■ **DIRECTIVE**
Copy the items below word for word, starting with the line that contains "each teapot body." and continuing through the final line of the items, both included.

- - -

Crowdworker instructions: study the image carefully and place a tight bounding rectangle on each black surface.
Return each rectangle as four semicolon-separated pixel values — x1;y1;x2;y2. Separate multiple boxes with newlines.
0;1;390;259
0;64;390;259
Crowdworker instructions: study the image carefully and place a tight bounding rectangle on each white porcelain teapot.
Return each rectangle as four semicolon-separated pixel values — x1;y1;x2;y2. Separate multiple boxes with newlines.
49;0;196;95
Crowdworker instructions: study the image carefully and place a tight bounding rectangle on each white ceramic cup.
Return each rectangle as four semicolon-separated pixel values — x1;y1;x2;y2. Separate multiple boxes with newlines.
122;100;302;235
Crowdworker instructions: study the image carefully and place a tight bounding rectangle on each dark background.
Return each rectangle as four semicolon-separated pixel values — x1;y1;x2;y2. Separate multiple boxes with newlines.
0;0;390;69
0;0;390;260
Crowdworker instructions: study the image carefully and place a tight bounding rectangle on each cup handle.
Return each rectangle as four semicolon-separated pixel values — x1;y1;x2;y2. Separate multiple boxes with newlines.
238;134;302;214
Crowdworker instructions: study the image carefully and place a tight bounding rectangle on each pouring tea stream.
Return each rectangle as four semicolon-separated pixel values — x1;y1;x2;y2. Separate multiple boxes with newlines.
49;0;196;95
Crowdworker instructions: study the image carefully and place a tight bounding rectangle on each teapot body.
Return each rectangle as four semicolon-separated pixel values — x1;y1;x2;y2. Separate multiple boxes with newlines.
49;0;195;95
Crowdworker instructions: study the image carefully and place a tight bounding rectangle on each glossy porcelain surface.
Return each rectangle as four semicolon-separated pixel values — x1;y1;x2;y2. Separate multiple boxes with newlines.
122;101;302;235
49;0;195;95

- - -

■ **TASK RESULT**
Crowdworker instructions: study the image carefully and place a tight bounding rectangle on each teapot body.
Return each rectangle as four semicolon-separated pixel values — x1;y1;x2;y2. Separate multiple boxes with newlines.
49;0;195;95
Crowdworker instructions: study the image carefully and place a tight bounding rectangle on each glossy porcelain surface.
Return each rectangle as four semicolon-separated pixel values — x1;y1;x2;y2. Separate multiple boxes with newlines.
122;101;302;235
49;0;195;95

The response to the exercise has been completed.